Please pull out the lines word for word, starting at the line that contains "label=rear bumper → get bounding box" and stopping after the line that contains "[576,185,589,212]".

START RECORDS TO USE

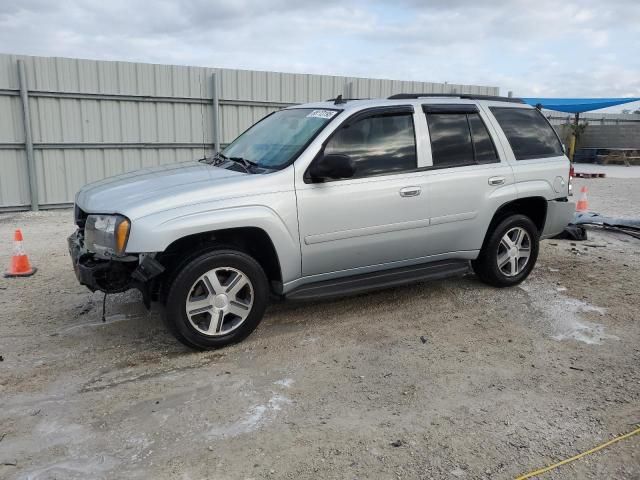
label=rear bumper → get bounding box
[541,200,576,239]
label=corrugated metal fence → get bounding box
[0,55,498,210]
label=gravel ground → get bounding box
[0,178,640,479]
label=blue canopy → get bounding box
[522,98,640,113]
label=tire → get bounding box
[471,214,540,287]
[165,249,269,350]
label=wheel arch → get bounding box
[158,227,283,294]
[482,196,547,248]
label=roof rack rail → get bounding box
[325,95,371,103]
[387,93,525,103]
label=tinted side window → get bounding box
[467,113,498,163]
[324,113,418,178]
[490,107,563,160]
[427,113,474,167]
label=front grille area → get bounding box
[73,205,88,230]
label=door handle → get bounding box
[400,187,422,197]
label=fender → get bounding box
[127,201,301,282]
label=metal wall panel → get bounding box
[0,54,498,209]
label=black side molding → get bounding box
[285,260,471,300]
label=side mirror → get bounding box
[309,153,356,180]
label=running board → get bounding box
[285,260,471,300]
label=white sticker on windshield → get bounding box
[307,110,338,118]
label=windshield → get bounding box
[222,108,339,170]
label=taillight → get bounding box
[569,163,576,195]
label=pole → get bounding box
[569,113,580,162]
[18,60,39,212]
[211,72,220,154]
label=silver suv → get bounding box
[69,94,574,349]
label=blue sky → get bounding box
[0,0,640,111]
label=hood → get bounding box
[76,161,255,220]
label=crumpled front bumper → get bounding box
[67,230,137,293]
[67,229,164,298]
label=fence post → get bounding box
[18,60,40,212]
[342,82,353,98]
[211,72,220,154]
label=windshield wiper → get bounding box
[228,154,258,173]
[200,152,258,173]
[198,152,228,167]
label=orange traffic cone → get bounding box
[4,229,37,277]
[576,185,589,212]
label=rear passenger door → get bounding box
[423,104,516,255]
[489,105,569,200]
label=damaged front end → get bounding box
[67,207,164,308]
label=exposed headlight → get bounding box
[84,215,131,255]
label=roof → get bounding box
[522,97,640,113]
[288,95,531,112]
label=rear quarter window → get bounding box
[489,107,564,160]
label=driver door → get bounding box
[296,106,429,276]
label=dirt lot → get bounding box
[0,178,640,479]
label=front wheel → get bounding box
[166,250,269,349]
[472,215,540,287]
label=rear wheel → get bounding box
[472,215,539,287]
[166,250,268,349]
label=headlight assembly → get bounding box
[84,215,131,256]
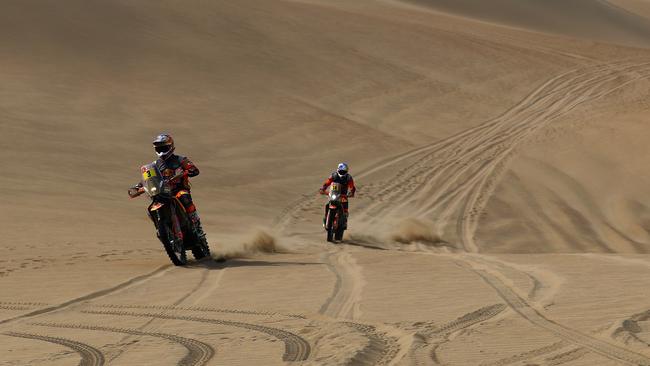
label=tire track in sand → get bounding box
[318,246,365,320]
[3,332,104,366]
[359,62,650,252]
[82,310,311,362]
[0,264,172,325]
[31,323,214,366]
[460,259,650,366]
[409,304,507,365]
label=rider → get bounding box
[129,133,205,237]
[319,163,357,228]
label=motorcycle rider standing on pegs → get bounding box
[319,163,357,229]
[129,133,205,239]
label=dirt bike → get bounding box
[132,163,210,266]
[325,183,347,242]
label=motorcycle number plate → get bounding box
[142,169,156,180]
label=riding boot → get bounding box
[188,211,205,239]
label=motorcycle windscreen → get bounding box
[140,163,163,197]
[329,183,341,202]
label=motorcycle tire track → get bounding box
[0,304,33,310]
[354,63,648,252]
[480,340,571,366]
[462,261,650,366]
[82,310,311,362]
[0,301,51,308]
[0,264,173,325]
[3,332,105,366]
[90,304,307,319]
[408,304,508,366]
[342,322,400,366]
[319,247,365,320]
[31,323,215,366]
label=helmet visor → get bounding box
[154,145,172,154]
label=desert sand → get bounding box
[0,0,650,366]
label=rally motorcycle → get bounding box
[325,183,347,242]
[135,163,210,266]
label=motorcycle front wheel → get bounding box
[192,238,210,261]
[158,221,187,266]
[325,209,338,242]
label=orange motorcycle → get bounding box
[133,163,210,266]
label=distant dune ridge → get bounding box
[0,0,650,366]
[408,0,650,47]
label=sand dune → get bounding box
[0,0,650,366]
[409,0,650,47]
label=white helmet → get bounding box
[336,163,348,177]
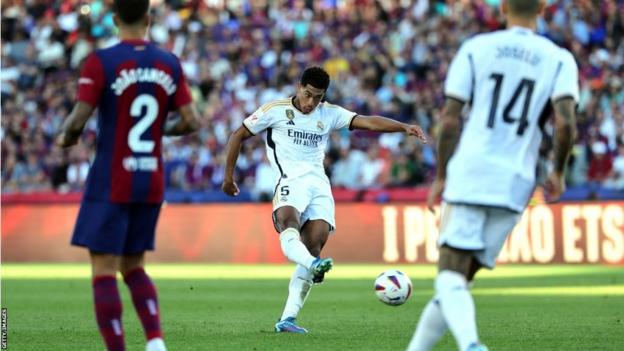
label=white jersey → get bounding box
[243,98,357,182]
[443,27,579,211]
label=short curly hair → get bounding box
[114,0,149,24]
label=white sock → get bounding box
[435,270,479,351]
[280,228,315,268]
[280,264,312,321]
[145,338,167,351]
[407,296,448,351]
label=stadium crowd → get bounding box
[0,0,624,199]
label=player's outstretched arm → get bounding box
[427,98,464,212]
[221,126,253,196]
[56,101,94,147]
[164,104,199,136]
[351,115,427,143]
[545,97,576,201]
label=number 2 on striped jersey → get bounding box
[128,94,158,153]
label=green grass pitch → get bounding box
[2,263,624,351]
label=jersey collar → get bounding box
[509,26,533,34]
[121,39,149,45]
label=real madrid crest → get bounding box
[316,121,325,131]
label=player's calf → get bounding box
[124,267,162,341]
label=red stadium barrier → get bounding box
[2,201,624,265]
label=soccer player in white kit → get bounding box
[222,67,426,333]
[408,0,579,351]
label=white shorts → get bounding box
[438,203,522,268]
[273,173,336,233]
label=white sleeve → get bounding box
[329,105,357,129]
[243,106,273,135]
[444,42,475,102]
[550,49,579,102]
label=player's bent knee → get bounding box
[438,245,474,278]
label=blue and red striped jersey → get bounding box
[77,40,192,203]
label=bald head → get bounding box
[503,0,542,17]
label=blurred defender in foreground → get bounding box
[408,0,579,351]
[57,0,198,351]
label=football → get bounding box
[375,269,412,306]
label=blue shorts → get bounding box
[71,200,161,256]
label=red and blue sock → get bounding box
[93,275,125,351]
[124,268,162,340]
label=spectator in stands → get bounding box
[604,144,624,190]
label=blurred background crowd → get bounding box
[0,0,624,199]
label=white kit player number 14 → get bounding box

END RECORDS TO USE
START RECORDS TO USE

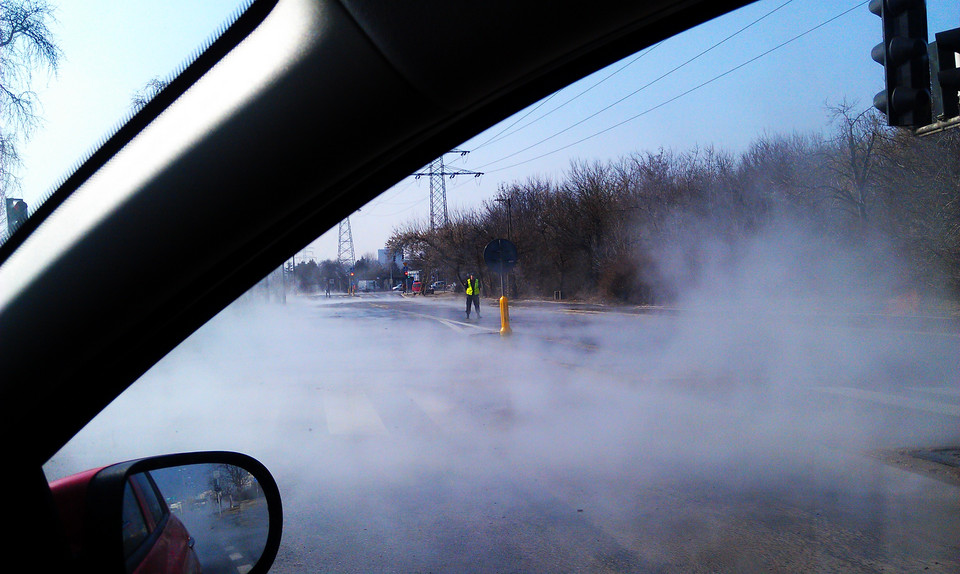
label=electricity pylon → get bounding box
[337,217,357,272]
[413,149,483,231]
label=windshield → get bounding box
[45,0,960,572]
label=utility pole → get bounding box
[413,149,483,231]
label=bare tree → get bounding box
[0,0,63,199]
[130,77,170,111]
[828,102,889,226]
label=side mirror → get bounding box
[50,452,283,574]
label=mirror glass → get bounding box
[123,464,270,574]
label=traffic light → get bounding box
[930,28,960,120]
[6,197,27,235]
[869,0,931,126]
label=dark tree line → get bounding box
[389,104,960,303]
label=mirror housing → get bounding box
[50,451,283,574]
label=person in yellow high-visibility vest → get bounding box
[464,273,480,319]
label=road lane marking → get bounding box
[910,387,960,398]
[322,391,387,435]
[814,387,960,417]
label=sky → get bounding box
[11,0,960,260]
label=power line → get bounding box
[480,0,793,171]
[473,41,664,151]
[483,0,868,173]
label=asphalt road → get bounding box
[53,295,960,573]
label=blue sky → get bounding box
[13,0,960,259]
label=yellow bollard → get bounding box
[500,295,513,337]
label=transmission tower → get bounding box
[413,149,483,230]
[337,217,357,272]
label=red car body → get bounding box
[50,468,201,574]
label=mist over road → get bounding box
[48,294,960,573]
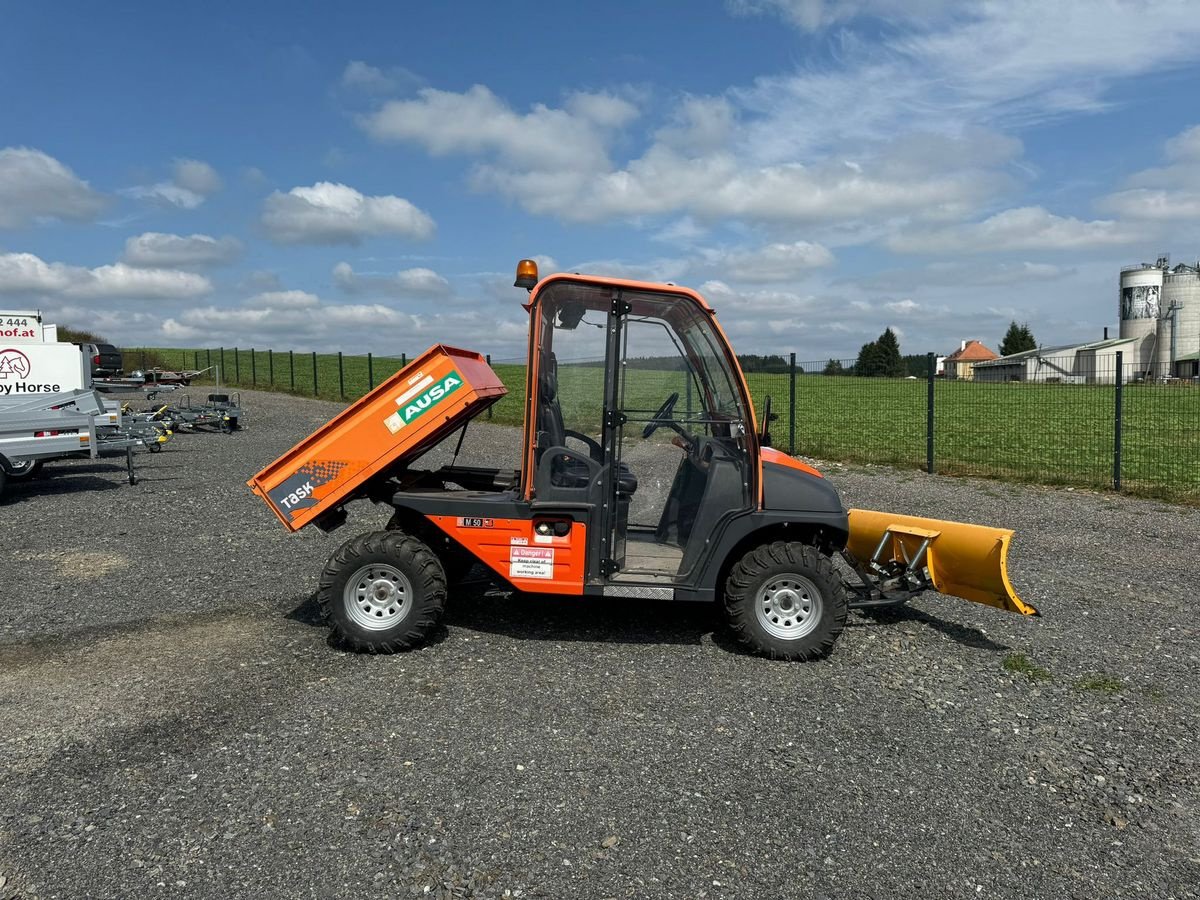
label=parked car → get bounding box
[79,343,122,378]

END RECORDS TO USE

▶ **TASK OUTPUT**:
label=rear bumper → get bounding box
[541,200,576,239]
label=corrugated metal fence → get bounding box
[0,55,498,210]
label=gravel ground → get bounding box
[0,178,640,479]
label=blue canopy → get bounding box
[522,98,640,113]
label=tire → get bounding box
[471,214,540,287]
[165,249,269,350]
label=wheel arch → get bounding box
[158,227,283,294]
[482,196,547,248]
label=roof rack rail → get bounding box
[325,95,371,103]
[387,93,525,103]
label=tinted side window → get bounding box
[467,113,498,163]
[324,113,418,178]
[490,107,563,160]
[427,113,474,167]
label=front grille area → get bounding box
[73,205,88,230]
label=door handle → get bounding box
[400,187,422,197]
label=fender → get bounding box
[127,201,301,282]
label=metal wall panel → get bounding box
[0,54,498,209]
label=black side molding → get bounding box
[285,260,471,300]
label=side mirror → get bounding box
[309,153,356,180]
label=running board → get bounding box
[285,260,471,300]
label=white sticker on windshield → get bounding box
[307,110,338,118]
label=windshield → get bounding box
[222,108,339,170]
label=taillight → get bounding box
[569,163,576,195]
label=pole → get bounding box
[569,113,580,162]
[18,60,39,212]
[211,72,220,154]
label=silver suv → get bounding box
[69,94,574,349]
label=blue sky → get bounding box
[0,0,640,111]
label=hood → get bounding box
[76,161,255,220]
label=crumpled front bumper → get bounding box
[67,230,137,293]
[67,229,164,298]
label=fence post → get bounding box
[18,60,40,212]
[342,82,353,98]
[211,72,220,154]
label=windshield wiper → get bounding box
[228,154,258,173]
[200,152,258,173]
[198,152,228,167]
label=orange traffic cone → get bounding box
[4,229,37,277]
[576,185,589,212]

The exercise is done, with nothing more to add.